↓
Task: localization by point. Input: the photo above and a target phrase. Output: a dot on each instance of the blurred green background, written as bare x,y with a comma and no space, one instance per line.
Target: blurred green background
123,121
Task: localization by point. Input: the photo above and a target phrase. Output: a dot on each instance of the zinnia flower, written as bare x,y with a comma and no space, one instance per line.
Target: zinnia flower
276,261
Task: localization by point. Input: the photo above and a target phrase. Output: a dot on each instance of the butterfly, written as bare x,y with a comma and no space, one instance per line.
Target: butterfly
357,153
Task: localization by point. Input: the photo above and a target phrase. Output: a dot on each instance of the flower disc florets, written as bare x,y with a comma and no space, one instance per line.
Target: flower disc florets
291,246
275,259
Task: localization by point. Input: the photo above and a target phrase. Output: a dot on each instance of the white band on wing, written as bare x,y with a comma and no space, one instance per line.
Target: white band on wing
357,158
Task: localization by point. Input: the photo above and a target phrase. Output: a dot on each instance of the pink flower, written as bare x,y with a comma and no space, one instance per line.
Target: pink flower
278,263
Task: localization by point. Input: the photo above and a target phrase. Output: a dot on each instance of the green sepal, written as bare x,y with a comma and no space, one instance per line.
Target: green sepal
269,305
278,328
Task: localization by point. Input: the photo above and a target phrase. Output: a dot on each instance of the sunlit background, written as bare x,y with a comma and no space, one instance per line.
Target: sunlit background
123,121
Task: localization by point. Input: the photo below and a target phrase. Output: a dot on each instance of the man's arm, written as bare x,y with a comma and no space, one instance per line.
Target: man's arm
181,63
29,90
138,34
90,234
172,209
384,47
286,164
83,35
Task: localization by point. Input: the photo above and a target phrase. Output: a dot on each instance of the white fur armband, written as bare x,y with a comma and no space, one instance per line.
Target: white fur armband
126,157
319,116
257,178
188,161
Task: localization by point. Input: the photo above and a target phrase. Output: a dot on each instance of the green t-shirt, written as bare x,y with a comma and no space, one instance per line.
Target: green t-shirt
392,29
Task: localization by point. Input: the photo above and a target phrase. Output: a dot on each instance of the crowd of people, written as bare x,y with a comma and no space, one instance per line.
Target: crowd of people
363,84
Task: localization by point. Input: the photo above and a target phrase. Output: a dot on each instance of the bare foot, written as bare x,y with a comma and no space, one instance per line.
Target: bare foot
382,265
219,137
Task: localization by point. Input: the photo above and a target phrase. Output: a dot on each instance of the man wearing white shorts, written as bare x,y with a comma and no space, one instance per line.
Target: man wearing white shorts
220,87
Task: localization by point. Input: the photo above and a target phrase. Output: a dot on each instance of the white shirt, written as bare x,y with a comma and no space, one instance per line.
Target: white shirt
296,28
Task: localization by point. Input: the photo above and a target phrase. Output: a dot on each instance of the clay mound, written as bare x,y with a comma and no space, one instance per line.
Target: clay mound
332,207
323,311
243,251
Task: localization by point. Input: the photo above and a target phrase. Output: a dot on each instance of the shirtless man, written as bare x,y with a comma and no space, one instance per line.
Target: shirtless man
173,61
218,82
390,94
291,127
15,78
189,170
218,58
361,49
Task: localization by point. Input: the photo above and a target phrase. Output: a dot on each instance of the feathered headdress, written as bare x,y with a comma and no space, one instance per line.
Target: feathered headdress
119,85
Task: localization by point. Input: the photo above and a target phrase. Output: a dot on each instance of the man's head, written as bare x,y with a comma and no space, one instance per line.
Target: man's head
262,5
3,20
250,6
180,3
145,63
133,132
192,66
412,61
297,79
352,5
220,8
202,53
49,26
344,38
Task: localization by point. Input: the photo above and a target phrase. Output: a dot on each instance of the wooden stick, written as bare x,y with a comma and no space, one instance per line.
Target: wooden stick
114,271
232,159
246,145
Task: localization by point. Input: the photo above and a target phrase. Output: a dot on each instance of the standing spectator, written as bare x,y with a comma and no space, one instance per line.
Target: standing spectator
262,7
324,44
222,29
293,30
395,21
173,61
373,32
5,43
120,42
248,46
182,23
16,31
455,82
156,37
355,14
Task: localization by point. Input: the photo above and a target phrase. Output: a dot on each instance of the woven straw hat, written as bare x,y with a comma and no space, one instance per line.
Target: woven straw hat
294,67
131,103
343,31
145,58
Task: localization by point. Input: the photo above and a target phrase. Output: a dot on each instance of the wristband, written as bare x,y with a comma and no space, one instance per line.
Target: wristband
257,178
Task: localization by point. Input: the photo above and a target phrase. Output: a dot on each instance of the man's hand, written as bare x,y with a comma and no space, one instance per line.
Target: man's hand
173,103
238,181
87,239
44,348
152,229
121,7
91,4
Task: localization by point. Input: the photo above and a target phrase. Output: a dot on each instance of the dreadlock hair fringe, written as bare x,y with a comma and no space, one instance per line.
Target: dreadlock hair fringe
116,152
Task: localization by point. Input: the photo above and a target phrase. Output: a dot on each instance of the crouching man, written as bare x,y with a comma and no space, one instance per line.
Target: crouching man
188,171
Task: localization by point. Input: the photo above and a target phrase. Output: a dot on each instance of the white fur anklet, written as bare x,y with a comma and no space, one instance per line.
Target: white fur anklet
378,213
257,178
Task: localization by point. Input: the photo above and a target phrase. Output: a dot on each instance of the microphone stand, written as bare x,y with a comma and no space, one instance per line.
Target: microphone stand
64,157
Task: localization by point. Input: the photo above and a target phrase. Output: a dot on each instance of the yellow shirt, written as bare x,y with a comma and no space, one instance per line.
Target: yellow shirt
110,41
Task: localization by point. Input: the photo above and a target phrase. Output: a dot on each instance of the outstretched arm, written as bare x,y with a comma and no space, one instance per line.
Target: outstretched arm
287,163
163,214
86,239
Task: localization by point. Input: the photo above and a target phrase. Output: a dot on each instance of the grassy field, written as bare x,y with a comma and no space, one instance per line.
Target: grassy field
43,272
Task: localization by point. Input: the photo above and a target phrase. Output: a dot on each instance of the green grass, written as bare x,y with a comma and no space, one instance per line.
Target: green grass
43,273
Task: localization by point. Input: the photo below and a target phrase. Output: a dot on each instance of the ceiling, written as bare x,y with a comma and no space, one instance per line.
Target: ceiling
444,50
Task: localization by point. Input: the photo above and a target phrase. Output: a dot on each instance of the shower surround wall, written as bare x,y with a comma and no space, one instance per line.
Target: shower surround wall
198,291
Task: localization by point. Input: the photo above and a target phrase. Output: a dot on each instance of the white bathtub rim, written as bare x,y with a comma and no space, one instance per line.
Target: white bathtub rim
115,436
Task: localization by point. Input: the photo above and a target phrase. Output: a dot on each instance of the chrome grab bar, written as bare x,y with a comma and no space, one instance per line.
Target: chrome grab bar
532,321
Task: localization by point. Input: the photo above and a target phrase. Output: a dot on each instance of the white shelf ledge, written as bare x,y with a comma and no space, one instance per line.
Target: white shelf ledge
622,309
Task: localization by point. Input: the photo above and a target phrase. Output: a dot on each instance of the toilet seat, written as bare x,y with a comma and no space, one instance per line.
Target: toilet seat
↑
REQUIRED WORK | Would you transcribe the entries above exactly as they appear?

EXERCISE OUTPUT |
Task: localization by point. Input: the photo above and a target phrase. Output: a dot on each instance of the blurred green background, written as bare x,y with a comma and no space, one instance per line.
Target: blurred green background
123,121
Task: localization by point. Input: the photo above and a target phrase. Output: a dot on each instance of the zinnia flower, written as bare x,y with a comma and no space, one instance per line.
Target: zinnia flower
276,261
Task: localization by point. Input: the photo above and a target phrase. Output: a dot on each instance of the butterfly, written as bare x,y with a comma and no space, one instance per line.
Target: butterfly
357,153
Task: localization by point. Input: the photo above and a target phrase. Output: a dot on each instance of the flower disc florets, written as bare x,y with a comma and no space, one instance per line.
Target: flower disc florets
291,246
275,259
Task: localization by point. Input: the photo above and a target phrase. Output: a dot on each instance of the white band on wing, written as bare x,y with a comma and no space, one instance per line.
Target: white band on wing
357,158
Task: localization by point. Input: the photo above and a target phrase. Output: a dot on each instance of the pink flower, written as bare x,y with a comma and no space, one instance per line.
Target: pink flower
278,263
Task: localization by point. Input: the photo above and a target phrase. Output: a dot on each instance of the green sepal, written as bare x,y with a comma and no space, one instance per line.
Target: green sepal
269,305
278,328
Task: localization by point. Input: the photo above and a target phrase. Output: a dot on each instance of the sunlit background, written as bare x,y with a comma and no space, one instance per line.
Target: sunlit background
123,121
Task: localization by point. Input: the photo below and a target phrase. Output: a dot on each instance of the man's arm, written as bare x,y with a comma and no space, one instance per line.
Target: man's arm
181,63
29,90
138,34
90,234
172,209
384,47
286,164
83,35
Task: localization by point. Input: the photo above and a target phrase. Output: a dot on each instance of the white fur armband, written as bare x,y with a comma and no space, one instance per line.
Target: white fur armband
126,157
319,116
257,178
188,161
Task: localization by point. Input: the photo above and a target phrase. Output: a dot on each instance of the green t-shirt, written as bare x,y with a comma and no space, one instance per line.
Target: green t-shirt
392,29
Task: localization by point. Input: the photo above and a target phrase. Output: a dot on each instance of the crowd of people, written as bare x,y with a comma and no space, one instance per line.
Target: crowd of people
363,84
Task: localization by point. Input: the photo above and a target phrase. Output: a dot on each instance of the bare foot, written as bare x,y with a comma and no space, one instance per line.
Target: bare foot
382,265
219,137
Task: localization by point. Input: the photo above and a target phrase. Output: a dot on each instance of the man wearing white shorts, written as bare x,y with a comma and no space, one instance per line.
Target: man wearing white shorts
220,87
Task: localization by point. Input: the photo above and a target phrase. Output: a dot on each instance of the white shirt, written as bare x,y with a comma and no space, one instance per line.
Target: white shirt
296,28
Task: localization by point. Input: the photo above and a target phrase. Output: a dot on each instance of the clay mound, written as bare x,y with a comma and no space, one instance per line.
Target: clay mound
332,207
323,311
243,251
Task: localization by point. Input: the photo above and a target phrase. Output: a dot on each instance of the shirtless man, written as bare x,y with a comma and no space, one instance per line.
Target: shirtless man
173,61
218,82
390,94
291,127
15,78
189,170
218,58
361,49
Task: localization by point. Input: the photo above and a target phrase. Output: a dot on each instance of the feathered headdress, written as bare x,y with a comma and no space, one instance per line.
Target: feathered headdress
119,85
Task: localization by point. Input: the photo above and a target phrase. Output: a dot on each instance of the man's head, written as bare x,y with a comma and no space, one instance per line.
Target: man's head
262,5
3,20
250,6
180,3
145,63
133,132
192,66
412,61
297,79
352,5
220,8
202,53
49,26
344,38
Task: localization by point. Input: the photo above and a target phrase. Output: a dot on each instance of the wooden stick, written as bare x,y with a comma and no space, one instance per line.
Target: wooden stick
114,271
232,159
246,145
Task: localization by point. Input: the photo above and a target phrase. Output: a dot on each instance of the standing spectator, written as bare x,y with a comma and no space, one instance per line.
Target: standing spectator
262,7
324,44
222,29
293,30
395,21
173,61
373,32
5,43
120,42
248,46
182,23
16,31
455,82
156,37
355,14
Task: localization by point. Input: the photo above and a target phrase. Output: a dot on each instance of the woven straw hat, written as bare x,y with a comma and no space, one instance per line.
Target: woven straw hat
294,67
131,103
343,31
145,58
Task: localization by point. Input: the photo above and a target phrase. Output: a dot on each instance of the wristband, written as bare x,y with a comma and no space, one instance per line.
Target: wristband
257,178
Task: localization by point. Input: the photo above and a target phrase. Output: a dot on each instance of the man's hand, written as bare x,y with a comma and no space, one instance per line.
Target: man's hand
173,103
238,181
87,239
44,348
152,229
121,7
91,4
Task: localization by point. Input: the photo above and a target phrase. Output: a dot on each instance of the dreadlock hair fringe, written as bare x,y with a comma and no space, one instance per line.
Target: dreadlock hair fringe
116,152
Task: localization by point. Input: the photo above and a target phrase. Output: a dot on each instance of the crouching man, written as bare x,y with a comma and no space, one instance per line.
Target: crouching man
188,171
Task: localization by point. Input: the photo above and a target phrase. Output: a dot on each instance of the white fur anklet, written as bare x,y with a comma and no space, one instance per line.
Target: white fur anklet
378,213
257,178
Task: localization by point. Input: the photo above and a target phrase. Output: a dot on each instance of the microphone stand, written as bare x,y with a comma and no space, one instance per line.
Target: microphone stand
64,157
Task: localization by point. Input: the photo above and a target phrase. Output: a dot on each instance of the yellow shirt, written as bare x,y with a comma and no space, one instance per line.
Target: yellow shirt
110,41
Task: localization by point. Input: the photo above and a target phrase. Output: a dot on each instance of the outstretched arm, written as bare x,y with a comma and no space, one instance per line.
Target: outstretched arm
287,163
163,214
86,239
Task: localization by point. Input: the photo above and a target phrase. Output: a dot on each instance of the grassy field, written as bare x,y with a comma and no space, one instance per line.
Target: grassy field
43,272
Task: localization by point. Input: the photo above and a target phrase. Output: a dot on each instance of the green grass, written as bare x,y with a comma and no space, one instance per line.
Target: green grass
43,273
Task: localization by point. Input: the photo below and a target phrase. Output: a dot on each instance of the ceiling, written as bare x,y with a comma and no space, one instance per line.
Target: ceiling
444,50
Task: localization by point. Input: the photo above and a target phrase. Output: a dot on each instance of the shower surround wall, written as bare x,y with a comma and no space, one instance per line.
Target: shower surround wall
198,291
Task: localization by point. Input: the photo above and a target phrase. Output: a dot on each instance of the white bathtub rim, written as bare x,y with a comma and no space, one instance per line.
Target: white bathtub rim
115,436
Task: localization by point. Input: the photo above and a target phrase. Output: a dot on each instance of the chrome grab bar, written as bare x,y with a comma and no space, one instance per line.
Target: chrome grab bar
532,321
Task: localization by point. Input: the photo above and a target phrase. Output: a dot on each instance of the white shelf ledge, written as bare x,y with a comma and no space, one instance per line.
Target: white shelf ledge
622,309
Task: localization by point. Input: the photo above and a target phrase. Output: a dot on each instance of the toilet seat, written as bare x,y with a comma and no space, one instance per line.
Target: toilet seat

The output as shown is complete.